» Instrucciones:
a – Enumera los pensadores con los que, según el texto de la página, Thiel tiene relaciones y los que trató Karp en su tesis doctoral.
b – Según el texto de la página, ¿en qué medio y en qué mes dijo Karp que la capacidad de Estados Unidos para organizar la violencia era la única razón por la que el mundo había mejorado?

» Texto de la página:
No es de extrañar que el bibliófilo multimillonario sea el nuevo fetiche de Silicon Valley, pues la estantería ha sustituido al yate como el barómetro de estatus definitivo. Esatantería llena de éxitos extraños e improbables: Albert O. Hirschman seguramente se sorprendería al ver el poderoso análisis de su Salida, Voz y Lealtad impulsando los esfuerzos por construir estados en red, ciudades privadas y ciudades flotantes.
Las muy comentadas relaciones de Thiel con Leo Strauss y René Girard constituyen solo una rama de este árbol genealógico filosófico. Otra rama, más robusta, pertenece a Karp, cuya tesis doctoral sobre Adorno y Talcott Parsons ahora sirve de lastre intelectual para el imperio de la vigilancia de Palantir. Sus comunicaciones con inversores llegan aderezadas con citas eruditas. Recientemente, Samuel Huntington hizo una aparición en ellas.
Sin embargo, de alguna manera, la «realpolitik para optimistas» de Karp resulta decididamente poco adorniana. «La capacidad de Estados Unidos para organizar la violencia de forma superior», anunció en Fox Business en marzo, «es la única razón por la que el mundo ha mejorado en los últimos… 70 u 80 años». La Escuela de Frankfurt se convierte en Nasdaq, con una parada en la CIA. Donde Adorno y Horkheimer vieron la racionalidad de la Ilustración ocultando la violencia, Karp ve la violencia organizada revelando los beneficios globales de la hegemonía estadounidense, y una lucrativa oportunidad de lucro para ayudar a mejorar su organización (¡esta vez, con algoritmos, drones e IA!).

» Datos proporcionados:

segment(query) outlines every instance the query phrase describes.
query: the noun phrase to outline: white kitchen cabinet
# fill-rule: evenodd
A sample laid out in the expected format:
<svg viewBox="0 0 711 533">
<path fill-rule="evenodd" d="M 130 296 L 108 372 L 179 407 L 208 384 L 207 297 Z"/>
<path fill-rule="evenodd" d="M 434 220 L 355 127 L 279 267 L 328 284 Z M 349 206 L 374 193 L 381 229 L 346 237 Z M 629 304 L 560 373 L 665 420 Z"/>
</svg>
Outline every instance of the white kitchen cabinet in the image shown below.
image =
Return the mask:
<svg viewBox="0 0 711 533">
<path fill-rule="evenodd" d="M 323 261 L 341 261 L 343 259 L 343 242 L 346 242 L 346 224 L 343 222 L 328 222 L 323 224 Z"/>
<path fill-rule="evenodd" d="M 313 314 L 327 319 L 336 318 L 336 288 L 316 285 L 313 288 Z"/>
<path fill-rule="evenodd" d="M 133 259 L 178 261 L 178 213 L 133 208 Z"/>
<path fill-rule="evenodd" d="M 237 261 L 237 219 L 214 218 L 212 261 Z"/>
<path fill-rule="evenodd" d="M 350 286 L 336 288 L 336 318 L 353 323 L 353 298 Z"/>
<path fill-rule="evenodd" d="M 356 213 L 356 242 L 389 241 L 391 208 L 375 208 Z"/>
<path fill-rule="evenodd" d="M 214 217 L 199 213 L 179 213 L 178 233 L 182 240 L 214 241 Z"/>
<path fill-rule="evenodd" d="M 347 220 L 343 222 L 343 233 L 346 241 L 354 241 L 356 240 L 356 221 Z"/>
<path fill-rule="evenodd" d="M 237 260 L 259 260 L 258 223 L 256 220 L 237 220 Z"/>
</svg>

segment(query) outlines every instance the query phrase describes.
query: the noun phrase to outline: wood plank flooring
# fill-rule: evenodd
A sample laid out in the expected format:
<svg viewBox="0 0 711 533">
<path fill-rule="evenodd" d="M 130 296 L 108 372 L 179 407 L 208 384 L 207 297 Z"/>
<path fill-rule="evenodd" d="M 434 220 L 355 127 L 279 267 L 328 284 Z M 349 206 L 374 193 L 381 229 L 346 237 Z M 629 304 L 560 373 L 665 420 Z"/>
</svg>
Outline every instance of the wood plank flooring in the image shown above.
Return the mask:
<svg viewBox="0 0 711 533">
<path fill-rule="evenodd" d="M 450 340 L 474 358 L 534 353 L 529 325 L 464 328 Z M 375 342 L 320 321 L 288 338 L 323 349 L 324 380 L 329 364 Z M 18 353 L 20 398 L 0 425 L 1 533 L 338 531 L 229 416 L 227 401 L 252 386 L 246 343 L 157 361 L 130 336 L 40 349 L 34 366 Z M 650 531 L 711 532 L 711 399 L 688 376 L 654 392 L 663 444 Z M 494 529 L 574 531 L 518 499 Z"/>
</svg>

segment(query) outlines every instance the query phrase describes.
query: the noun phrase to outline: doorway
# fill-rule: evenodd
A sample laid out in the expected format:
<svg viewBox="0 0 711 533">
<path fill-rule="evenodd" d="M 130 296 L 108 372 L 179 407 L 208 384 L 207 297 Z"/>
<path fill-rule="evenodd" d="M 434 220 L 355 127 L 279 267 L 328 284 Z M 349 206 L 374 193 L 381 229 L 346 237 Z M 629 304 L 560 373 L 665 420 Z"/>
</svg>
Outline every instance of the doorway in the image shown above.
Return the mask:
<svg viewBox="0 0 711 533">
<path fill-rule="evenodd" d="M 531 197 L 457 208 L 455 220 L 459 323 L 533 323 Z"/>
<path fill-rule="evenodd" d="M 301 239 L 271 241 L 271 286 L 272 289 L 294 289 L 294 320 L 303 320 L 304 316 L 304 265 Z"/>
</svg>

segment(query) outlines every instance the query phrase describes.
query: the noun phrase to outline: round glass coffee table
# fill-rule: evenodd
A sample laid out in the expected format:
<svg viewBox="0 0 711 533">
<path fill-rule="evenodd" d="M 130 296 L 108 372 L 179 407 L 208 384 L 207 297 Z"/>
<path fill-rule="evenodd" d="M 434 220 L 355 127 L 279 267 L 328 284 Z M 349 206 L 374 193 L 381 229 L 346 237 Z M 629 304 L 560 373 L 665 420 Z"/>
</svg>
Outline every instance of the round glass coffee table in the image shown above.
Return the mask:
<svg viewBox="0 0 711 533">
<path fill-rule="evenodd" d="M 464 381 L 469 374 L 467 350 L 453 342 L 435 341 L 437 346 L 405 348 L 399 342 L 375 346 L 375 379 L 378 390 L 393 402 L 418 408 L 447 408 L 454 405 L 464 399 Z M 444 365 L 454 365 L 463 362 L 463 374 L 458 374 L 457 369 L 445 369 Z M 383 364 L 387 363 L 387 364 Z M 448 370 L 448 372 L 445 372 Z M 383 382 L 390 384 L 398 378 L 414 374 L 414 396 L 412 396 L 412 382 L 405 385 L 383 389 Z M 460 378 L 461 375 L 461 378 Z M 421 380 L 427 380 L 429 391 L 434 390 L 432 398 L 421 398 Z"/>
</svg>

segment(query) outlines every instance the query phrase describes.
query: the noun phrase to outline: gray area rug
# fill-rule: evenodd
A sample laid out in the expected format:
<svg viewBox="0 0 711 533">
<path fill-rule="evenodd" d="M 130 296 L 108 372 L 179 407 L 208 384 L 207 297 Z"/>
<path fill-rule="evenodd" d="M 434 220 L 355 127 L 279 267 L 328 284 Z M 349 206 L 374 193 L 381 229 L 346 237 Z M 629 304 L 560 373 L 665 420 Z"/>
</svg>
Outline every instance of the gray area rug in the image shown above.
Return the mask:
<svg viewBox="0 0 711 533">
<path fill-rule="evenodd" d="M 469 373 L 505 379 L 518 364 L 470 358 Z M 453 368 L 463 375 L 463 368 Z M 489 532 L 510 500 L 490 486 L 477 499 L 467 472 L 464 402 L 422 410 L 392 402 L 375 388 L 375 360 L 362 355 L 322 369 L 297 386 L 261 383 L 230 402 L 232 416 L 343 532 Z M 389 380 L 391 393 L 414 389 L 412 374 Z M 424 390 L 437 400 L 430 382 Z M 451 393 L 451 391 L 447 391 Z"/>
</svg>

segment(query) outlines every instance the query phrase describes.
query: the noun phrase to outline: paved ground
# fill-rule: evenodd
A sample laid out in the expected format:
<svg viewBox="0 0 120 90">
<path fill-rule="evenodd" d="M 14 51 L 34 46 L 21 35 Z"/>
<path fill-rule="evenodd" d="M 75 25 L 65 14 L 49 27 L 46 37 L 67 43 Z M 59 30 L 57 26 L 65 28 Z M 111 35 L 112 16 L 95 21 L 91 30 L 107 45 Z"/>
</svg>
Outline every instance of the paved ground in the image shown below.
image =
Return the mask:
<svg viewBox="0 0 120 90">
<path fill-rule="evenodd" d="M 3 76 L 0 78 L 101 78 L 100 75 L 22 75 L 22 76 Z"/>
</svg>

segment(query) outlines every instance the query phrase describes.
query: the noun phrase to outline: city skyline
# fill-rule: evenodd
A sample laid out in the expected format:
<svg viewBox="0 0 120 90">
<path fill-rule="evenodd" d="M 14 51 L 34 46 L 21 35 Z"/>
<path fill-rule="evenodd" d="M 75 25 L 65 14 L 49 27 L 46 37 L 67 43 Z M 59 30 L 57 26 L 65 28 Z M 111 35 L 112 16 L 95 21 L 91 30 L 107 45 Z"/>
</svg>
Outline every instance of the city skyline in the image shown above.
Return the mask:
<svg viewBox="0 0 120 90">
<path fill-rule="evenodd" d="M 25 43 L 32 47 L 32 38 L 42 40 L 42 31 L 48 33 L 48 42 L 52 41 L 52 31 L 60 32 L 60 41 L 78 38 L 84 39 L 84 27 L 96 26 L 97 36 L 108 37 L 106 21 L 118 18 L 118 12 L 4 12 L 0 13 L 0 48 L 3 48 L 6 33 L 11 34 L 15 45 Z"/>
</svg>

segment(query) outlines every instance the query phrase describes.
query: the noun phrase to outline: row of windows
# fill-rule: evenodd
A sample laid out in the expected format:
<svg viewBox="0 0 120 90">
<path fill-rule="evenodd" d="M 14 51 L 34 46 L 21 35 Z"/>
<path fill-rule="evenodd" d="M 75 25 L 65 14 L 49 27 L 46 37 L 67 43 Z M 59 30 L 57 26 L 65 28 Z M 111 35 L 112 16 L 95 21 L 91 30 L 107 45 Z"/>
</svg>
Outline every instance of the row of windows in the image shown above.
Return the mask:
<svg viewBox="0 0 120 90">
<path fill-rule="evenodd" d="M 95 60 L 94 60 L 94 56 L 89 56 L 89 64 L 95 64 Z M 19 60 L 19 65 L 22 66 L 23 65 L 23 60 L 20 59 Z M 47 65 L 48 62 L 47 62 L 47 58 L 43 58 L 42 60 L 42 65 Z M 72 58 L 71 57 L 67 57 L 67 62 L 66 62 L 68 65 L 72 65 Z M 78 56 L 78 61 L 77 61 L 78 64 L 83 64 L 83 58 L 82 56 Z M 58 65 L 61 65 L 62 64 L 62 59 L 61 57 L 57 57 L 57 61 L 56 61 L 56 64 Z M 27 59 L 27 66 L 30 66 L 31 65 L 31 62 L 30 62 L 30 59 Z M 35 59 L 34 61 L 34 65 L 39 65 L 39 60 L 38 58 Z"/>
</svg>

» Lista de respuestas:
a – Thiel: Leo Strauss y René Girard. Karp: Adorno y Talcott Parsons.

b – En Fox Business, en marzo.